**Set of tasks**
(1) List the neighborhoods that "BoCoCa" stands for in the guide to BoCoCa and Red Hook.
(2) According to the guide to BoCoCa and Red Hook, how far from Red Hook is the closest subway stop?
(3) Duplicate the passage of the guide to BoCoCa and Red Hook starting at "NFT New York" and ending at "we're talking about.".

NFT New York BoCoCa / Red Hook

BoCoCa / Red Hook

Sorry for the "BoCoCa" thing, but we just can't fit "Boerum Hill / Cobble Hill / Carroll Gardens" along with "Red Hook" on the header bar. Crusty oldtimers will say "I remember when this area was just called 'South Brooklyn.'" Well, Mr. Crusty Oldtimer, this is what happens when neighborhoods age, become economically stable, and are ravaged by hungry real estate agents.

Cobble Hill is like the bastard child of Brooklyn Heights--waterfront without the Promenade, nice-but-not-stunning brownstones, and slightly less convenient subway access. That said, Cobble Hill's dining, shopping, and nightlife are far and away superior to the Heights. Plus, it has one of the quaintest small parks in all of New York--if you've ever seen Cobble Hill Park right after a snowfall, you'll know what we're talking about.

Boerum Hill, immortalized in Jonathan Lethem's The Fortress of Solitude, has an unusual floor plan in that it's much wider east-west than north-south; Boerum Hill extends east all the way to 4th Avenue, and encompasses more retail along the Atlantic Avenue corridor, as well as Smith Street's northern half. Boerum Hill has come a long way, as evidenced by Smith Street's high commercial rents (say goodbye to porn video, furniture rental, and dollar stores) and the ongoing renovation of many brownstones.See more.

The image of Carroll Gardens is of hard-working immigrant Italian families tending to wide brownstones with those unusual garden frontages. Now many of these owners are either condo-izing or selling outright to Manhattanites who flock to Carroll Gardens for its schools, amenities, a 20-minute subway ride to Manhattan, and huge retail options on lower Court and Smith Streets. There are still old-school Italian shops and eateries that hold their own against the influx of hip restaurants on lower Court Street and the design shops of Smith Street. Somewhere east of Carroll Gardens lies/flows the Gowanus Canal, the notorious gonorrhea-breeding waterway/polluted vestigial nightmare that is home to various and sundry household refuse and alleged mafia dumping ground. All that aside, things are looking up for this low-lying stretch of "South Brooklyn," what with new remediation technologies and even a Whole Foods on 3rd Avenue.

And then there's Red Hook. Isolated, peppered with derelict industrial sites (re: the Red Hook Grain Terminal), and lacking high-quality housing, Red Hook still draws folks to the other side of the BQE. Even with the closest subway stop over a mile away, Fairway and IKEA have chosen to make Red Hook their Brooklyn home. Elsewhere, the vibrant sports-and-food-stall scene at the Red Hook Ball Fields during summer is not to be missed, and did we mention the view of New York Bay from Louis J Valentino Park? It rocks.

Each of the 'nabes here has their stalwarts. In Boerum Hill, it's classic Brooklyn Inn or the jukebox at The Boat. In Cobble Hill has several great places on Atlantic (Floyd, Montero's, Last Exit), or stick with old-tyme cocktails at Henry Public. In Carroll Gardens, it's Gowanus Yacht Club in summer and Brooklyn Social in winter, and in Red Hook, Bait and Tackle and Fort Defiance compete with classic dive Sunny's.

**Raw data**
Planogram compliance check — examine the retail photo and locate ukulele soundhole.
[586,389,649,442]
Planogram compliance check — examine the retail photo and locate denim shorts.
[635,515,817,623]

**Solution set**
(1) Boerum Hill, Cobble Hill, Carroll Gardens

(2) Over a mile away.

(3)
NFT New York BoCoCa / Red Hook

BoCoCa / Red Hook

Sorry for the "BoCoCa" thing, but we just can't fit "Boerum Hill / Cobble Hill / Carroll Gardens" along with "Red Hook" on the header bar. Crusty oldtimers will say "I remember when this area was just called 'South Brooklyn.'" Well, Mr. Crusty Oldtimer, this is what happens when neighborhoods age, become economically stable, and are ravaged by hungry real estate agents.

Cobble Hill is like the bastard child of Brooklyn Heights--waterfront without the Promenade, nice-but-not-stunning brownstones, and slightly less convenient subway access. That said, Cobble Hill's dining, shopping, and nightlife are far and away superior to the Heights. Plus, it has one of the quaintest small parks in all of New York--if you've ever seen Cobble Hill Park right after a snowfall, you'll know what we're talking about.